* EXERCISE GOAL: Find the word "road" in the data, then copy each line where it is found.

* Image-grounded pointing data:
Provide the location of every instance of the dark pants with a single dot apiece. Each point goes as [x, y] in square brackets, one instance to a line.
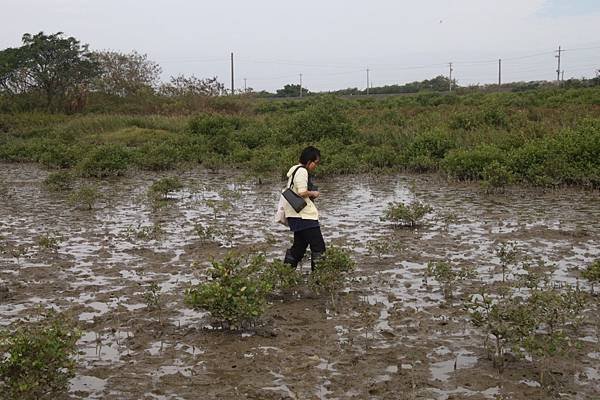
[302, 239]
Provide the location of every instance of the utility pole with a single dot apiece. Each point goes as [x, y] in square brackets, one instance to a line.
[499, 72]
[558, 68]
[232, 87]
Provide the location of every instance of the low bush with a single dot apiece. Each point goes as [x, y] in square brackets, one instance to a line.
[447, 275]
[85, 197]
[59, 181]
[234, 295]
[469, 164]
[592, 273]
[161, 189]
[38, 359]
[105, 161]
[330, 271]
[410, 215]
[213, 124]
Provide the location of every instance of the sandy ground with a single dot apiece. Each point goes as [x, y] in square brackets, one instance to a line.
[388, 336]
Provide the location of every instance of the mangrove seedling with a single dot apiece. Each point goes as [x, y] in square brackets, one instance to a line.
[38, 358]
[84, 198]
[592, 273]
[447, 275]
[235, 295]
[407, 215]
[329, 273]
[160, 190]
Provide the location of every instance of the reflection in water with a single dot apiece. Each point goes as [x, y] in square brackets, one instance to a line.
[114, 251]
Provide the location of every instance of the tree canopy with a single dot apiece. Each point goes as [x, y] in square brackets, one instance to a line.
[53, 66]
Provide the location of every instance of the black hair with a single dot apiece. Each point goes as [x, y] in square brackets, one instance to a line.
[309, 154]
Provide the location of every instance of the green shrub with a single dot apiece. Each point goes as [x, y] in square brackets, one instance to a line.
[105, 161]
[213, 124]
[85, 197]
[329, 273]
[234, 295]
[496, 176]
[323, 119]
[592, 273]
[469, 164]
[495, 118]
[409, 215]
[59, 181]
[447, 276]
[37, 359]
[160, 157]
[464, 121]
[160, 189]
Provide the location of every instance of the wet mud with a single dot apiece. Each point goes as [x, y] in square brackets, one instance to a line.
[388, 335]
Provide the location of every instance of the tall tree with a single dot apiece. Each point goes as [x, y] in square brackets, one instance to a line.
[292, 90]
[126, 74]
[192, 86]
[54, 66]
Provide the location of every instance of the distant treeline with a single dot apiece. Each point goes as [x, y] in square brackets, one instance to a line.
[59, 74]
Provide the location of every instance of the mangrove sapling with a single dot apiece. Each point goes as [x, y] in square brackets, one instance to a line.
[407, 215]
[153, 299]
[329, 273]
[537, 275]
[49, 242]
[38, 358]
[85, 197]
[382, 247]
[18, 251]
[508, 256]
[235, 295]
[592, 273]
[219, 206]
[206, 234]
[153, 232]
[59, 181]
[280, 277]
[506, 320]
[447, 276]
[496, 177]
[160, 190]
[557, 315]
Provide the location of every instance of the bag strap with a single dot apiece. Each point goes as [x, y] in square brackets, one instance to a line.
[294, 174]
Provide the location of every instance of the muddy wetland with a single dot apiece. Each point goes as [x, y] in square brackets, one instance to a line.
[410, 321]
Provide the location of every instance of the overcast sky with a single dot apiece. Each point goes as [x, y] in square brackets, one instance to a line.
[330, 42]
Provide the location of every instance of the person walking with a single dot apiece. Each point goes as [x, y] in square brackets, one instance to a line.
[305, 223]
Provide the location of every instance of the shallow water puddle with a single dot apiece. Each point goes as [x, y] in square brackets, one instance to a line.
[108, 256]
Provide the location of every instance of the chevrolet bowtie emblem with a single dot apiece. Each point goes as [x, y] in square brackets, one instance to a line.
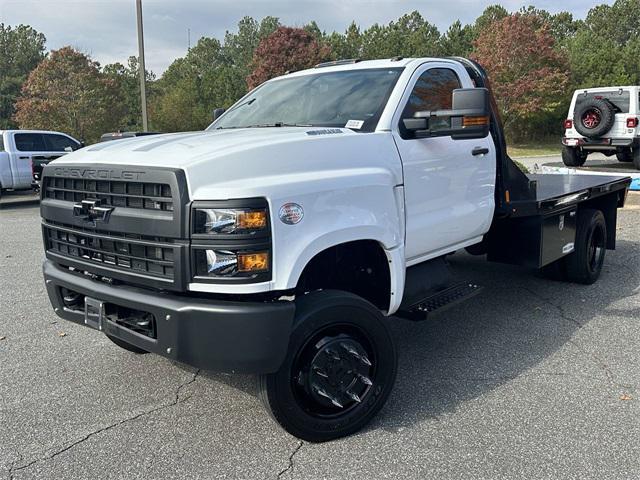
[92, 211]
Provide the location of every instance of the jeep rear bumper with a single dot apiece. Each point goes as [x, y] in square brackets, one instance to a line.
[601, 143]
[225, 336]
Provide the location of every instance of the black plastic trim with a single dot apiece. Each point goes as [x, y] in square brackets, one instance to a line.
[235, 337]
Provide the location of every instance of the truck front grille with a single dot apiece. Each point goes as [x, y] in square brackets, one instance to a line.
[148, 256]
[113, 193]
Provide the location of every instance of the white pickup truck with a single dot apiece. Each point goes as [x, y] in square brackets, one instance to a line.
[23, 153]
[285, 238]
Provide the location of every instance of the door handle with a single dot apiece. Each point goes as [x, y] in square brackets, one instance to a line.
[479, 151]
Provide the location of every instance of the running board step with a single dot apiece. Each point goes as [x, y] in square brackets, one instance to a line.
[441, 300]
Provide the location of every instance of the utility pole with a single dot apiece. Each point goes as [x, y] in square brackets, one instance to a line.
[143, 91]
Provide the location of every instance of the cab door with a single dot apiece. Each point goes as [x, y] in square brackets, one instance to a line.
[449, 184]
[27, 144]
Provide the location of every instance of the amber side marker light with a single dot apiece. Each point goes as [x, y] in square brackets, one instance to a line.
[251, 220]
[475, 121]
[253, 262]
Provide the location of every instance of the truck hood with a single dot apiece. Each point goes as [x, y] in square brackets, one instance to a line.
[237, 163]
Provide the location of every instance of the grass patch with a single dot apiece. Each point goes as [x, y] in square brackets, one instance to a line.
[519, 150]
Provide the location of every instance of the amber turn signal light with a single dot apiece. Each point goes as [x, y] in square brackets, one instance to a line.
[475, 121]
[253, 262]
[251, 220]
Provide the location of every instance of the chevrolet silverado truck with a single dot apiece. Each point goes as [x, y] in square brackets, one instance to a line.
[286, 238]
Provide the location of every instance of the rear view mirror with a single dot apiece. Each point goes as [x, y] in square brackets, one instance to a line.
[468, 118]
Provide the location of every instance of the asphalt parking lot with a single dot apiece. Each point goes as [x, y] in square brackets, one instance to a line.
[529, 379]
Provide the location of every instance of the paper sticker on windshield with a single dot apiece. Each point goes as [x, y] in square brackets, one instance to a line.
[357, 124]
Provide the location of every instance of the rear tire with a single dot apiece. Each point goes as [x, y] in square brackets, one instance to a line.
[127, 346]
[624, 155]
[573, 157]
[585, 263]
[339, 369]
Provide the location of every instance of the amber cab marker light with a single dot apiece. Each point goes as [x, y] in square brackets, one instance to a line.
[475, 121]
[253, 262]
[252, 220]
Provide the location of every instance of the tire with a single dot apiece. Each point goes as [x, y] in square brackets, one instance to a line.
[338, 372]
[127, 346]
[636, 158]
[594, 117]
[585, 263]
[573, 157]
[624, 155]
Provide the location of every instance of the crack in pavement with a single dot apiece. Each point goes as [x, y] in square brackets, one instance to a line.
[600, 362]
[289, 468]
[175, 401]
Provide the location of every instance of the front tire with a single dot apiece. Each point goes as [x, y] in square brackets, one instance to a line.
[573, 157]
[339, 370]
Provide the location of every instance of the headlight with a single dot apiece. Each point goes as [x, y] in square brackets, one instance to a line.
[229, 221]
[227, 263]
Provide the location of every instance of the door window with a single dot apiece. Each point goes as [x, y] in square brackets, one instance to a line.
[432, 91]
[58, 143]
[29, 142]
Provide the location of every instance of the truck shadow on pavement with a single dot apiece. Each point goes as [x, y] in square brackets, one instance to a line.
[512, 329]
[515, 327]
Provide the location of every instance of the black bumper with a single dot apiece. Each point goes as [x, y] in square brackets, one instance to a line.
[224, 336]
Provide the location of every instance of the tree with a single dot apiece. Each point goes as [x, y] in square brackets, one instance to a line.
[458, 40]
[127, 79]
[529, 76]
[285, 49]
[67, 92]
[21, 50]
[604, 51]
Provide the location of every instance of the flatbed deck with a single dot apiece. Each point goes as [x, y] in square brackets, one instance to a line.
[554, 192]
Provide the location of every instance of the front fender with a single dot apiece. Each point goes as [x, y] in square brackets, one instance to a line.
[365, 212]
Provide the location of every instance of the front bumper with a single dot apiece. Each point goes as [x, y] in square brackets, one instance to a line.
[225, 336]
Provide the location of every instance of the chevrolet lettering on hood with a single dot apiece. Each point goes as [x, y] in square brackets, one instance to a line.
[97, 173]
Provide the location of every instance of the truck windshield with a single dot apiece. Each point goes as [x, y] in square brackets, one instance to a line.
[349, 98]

---

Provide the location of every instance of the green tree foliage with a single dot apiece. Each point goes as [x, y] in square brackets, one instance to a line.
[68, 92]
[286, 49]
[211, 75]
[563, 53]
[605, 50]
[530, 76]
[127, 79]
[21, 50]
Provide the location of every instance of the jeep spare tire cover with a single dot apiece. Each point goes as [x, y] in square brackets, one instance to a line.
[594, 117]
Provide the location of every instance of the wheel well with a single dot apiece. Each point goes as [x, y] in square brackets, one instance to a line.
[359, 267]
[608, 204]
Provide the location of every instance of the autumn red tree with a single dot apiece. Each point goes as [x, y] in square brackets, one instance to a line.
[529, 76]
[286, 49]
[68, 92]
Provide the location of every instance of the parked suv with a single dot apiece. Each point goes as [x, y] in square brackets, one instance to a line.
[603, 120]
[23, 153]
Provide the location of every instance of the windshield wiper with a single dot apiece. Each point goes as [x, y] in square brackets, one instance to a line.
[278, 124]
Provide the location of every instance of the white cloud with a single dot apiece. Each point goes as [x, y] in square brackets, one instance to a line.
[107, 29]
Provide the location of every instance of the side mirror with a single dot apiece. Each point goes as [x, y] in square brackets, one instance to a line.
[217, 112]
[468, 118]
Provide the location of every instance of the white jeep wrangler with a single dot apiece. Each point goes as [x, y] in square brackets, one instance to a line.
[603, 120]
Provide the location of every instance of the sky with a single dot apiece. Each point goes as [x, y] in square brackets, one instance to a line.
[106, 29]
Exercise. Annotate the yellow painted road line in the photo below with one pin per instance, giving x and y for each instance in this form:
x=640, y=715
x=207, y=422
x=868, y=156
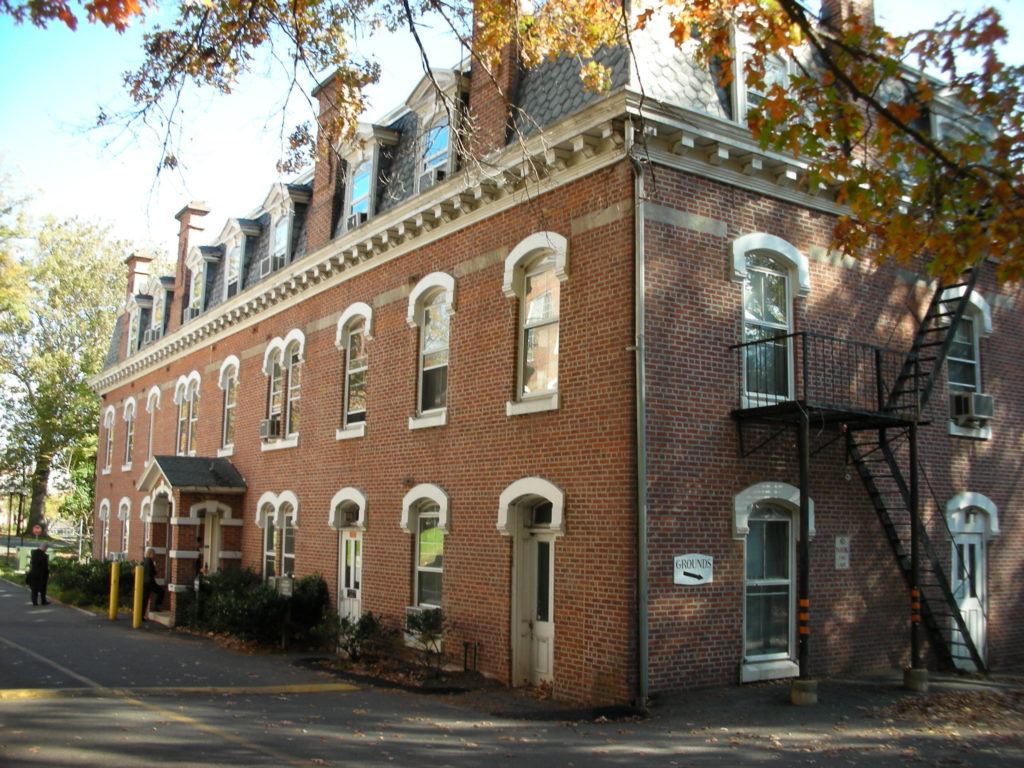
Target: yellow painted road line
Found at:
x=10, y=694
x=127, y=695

* REPLY TO THE EXERCISE:
Exercise. Annotate the yellow painted road line in the photo below with one pin per instance, giving x and y for each instance in this form:
Target: yellow painted road line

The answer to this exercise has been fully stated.